2. Investment includes, for instance, business investment in equipment, but does not include exchanges of existing assets. Examples include construction of a new mine, purchase of software, or purchase of machinery and equipment for a factory. Spending by households (not government) on new houses is also included in Investment. In lieu of the common use of investment, i.e. purchase of financial products, these are not considered as investment but as savings.
3. Government Spending is the sum of government expenditures on final goods and services. It includes salaries of public servants, purchase of weapons for the military, and any investment expenditure by a government. It does not include any transfer payments, such as social security or unemployment benefits.
4. Exports are gross exports within the year measured and Imports are the gross imports within the same year.

What some people believe is that GDP is some sort of state income, which is distributed to people in some way. This is far from true as GDP is merely a rough measure of the economy's ability to produce and not any sort of income, although it is measured on an annual basis. As economist note, the main driving force of the above equation is Private Consumption (C). If for example, due to a prolonged crisis, people are afraid to go out and shop, since they believe that they will need the money later on, or if their income has fallen, C will go down and drag GDP will it. Similarly, in a crisis, Investment usually falls, as less people are likely to buy new houses and less firms invest in new equipment. Imports usually fall as well since people, faced with less purchasing power than before due to their unwillingness to spend, or lack of income, are less eager to purchase foreign goods.

[Records of labeled points]
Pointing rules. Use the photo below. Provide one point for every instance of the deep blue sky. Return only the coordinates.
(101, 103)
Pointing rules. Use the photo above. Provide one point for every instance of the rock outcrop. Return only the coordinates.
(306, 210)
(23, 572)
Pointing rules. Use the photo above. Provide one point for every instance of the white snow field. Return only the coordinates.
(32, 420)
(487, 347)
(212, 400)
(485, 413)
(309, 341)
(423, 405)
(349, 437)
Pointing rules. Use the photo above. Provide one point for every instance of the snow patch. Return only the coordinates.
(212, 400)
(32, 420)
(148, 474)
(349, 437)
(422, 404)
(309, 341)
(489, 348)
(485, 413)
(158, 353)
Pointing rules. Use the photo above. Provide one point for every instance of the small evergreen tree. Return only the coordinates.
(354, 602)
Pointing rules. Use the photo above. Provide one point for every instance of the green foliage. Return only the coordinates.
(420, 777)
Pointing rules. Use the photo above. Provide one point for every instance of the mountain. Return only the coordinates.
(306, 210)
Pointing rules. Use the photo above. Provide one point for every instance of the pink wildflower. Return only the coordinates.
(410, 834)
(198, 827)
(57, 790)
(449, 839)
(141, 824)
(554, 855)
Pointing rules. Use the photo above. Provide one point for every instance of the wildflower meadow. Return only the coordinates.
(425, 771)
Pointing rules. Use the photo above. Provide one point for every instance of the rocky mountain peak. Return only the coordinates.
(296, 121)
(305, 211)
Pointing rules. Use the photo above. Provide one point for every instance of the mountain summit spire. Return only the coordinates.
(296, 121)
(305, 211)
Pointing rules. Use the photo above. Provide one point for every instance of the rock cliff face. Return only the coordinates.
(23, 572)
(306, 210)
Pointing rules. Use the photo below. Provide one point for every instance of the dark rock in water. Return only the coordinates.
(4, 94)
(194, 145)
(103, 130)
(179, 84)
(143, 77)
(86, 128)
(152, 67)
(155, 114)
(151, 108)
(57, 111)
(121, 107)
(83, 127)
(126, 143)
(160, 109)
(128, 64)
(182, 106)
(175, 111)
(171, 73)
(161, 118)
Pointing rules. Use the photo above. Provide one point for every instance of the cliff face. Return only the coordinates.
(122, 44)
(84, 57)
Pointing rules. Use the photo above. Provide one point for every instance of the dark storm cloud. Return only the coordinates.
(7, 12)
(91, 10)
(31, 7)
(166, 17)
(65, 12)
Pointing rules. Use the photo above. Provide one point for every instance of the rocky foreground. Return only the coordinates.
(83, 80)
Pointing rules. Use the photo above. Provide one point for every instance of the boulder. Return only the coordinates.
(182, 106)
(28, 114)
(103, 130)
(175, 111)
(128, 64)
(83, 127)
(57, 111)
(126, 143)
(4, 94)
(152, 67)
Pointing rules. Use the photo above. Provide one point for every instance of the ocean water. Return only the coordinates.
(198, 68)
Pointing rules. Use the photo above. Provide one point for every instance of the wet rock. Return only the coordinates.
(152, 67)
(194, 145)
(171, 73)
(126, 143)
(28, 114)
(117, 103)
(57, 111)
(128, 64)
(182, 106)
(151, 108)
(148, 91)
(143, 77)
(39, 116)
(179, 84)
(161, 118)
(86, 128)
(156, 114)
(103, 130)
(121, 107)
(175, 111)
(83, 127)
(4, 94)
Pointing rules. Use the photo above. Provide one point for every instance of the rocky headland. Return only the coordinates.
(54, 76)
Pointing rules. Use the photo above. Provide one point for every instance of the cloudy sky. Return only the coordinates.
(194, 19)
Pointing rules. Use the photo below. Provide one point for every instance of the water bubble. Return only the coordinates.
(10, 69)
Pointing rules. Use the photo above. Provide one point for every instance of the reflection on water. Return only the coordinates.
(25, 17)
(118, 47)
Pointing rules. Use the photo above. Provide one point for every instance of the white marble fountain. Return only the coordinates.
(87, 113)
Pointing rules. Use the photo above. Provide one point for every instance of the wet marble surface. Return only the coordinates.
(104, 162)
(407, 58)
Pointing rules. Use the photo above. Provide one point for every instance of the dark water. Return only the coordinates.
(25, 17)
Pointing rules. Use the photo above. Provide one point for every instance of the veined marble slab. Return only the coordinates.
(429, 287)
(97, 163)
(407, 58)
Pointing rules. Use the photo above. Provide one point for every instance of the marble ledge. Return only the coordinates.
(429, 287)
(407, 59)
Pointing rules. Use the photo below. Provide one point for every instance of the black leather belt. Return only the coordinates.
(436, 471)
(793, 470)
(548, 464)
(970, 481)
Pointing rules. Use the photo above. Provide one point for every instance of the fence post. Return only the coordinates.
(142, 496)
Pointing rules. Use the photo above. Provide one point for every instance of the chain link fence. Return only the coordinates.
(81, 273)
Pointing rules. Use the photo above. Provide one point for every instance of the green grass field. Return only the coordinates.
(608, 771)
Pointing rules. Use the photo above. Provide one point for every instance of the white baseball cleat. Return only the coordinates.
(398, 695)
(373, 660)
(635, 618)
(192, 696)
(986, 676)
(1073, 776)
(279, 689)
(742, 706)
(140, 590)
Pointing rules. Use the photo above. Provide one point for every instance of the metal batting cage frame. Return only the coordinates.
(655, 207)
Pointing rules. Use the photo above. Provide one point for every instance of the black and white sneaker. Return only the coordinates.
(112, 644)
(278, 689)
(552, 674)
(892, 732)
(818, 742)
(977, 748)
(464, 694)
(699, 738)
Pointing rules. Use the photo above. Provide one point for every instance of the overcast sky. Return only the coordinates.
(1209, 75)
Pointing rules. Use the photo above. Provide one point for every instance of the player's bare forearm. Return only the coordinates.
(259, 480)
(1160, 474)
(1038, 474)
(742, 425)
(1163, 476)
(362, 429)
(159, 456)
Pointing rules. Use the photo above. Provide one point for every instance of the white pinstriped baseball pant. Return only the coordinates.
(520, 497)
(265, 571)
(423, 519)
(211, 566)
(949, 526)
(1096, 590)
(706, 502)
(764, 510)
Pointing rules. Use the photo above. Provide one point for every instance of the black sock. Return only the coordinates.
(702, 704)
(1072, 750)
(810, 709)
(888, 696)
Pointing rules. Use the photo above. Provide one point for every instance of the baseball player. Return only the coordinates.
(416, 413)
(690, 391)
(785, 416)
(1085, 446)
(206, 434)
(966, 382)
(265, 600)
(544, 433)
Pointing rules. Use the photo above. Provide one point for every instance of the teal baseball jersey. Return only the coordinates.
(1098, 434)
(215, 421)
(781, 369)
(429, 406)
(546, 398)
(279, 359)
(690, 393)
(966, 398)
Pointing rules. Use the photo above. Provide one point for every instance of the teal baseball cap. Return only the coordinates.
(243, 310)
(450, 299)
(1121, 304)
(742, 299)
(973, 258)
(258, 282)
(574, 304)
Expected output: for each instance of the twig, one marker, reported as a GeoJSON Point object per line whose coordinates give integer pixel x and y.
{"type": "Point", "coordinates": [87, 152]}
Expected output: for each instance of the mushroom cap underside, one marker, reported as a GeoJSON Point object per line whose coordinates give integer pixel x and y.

▸ **EXERCISE INSTRUCTIONS**:
#1 Reproduce the part of the passage on GDP between "2. Investment includes, for" and "but as savings.", inclusive.
#2 Decide whether each statement agrees with the passage on GDP, answering yes or no and quoting the words that settle it. (a) Government Spending includes social security payments. (b) Money households spend on new houses counts as Investment. (c) GDP is a kind of state income that is distributed to people.
#3 Carry the passage on GDP forward, starting after its last sentence.

▸ **RESPONSES FOR EACH TASK**:
#1
2. Investment includes, for instance, business investment in equipment, but does not include exchanges of existing assets. Examples include construction of a new mine, purchase of software, or purchase of machinery and equipment for a factory. Spending by households (not government) on new houses is also included in Investment. In lieu of the common use of investment, i.e. purchase of financial products, these are not considered as investment but as savings.

#2
(a) No: "It does not include any transfer payments, such as social security or unemployment benefits."
(b) Yes: "Spending by households (not government) on new houses is also included in Investment."
(c) No: "GDP is merely a rough measure of the economy's ability to produce and not any sort of income"

#3
The only part of the equation which is really a matter of government is G (Government Spending). That is the reason why in most nations where budget cuts are implemented, in the form of wage reductions, GDP falls. However, as one may observe, transfers from the government to the people (e.g. social benefits, pensions) are not included in the definition for government spending. Nevertheless, this does not mean that it these will not affect GDP, since a reduction in pensions, such as the one currently occurring in Greece, affects GDP indirectly, as pensioners with fewer money will spend less and C will drop.

As a matter of fact, GDP is neither a measure of welfare as it can only measure what is measurable and lacks an ability to quantify quality. Although sometimes it is used as such, even Kuznets himself has separated the ability of GDP to measure an economy's production and its use as a measure of welfare:
"Distinctions must be kept in mind between quantity and quality of growth, between costs and returns, and between the short and long run. Goals for more growth should specify more growth of what and for what." (Kuznets, 1962)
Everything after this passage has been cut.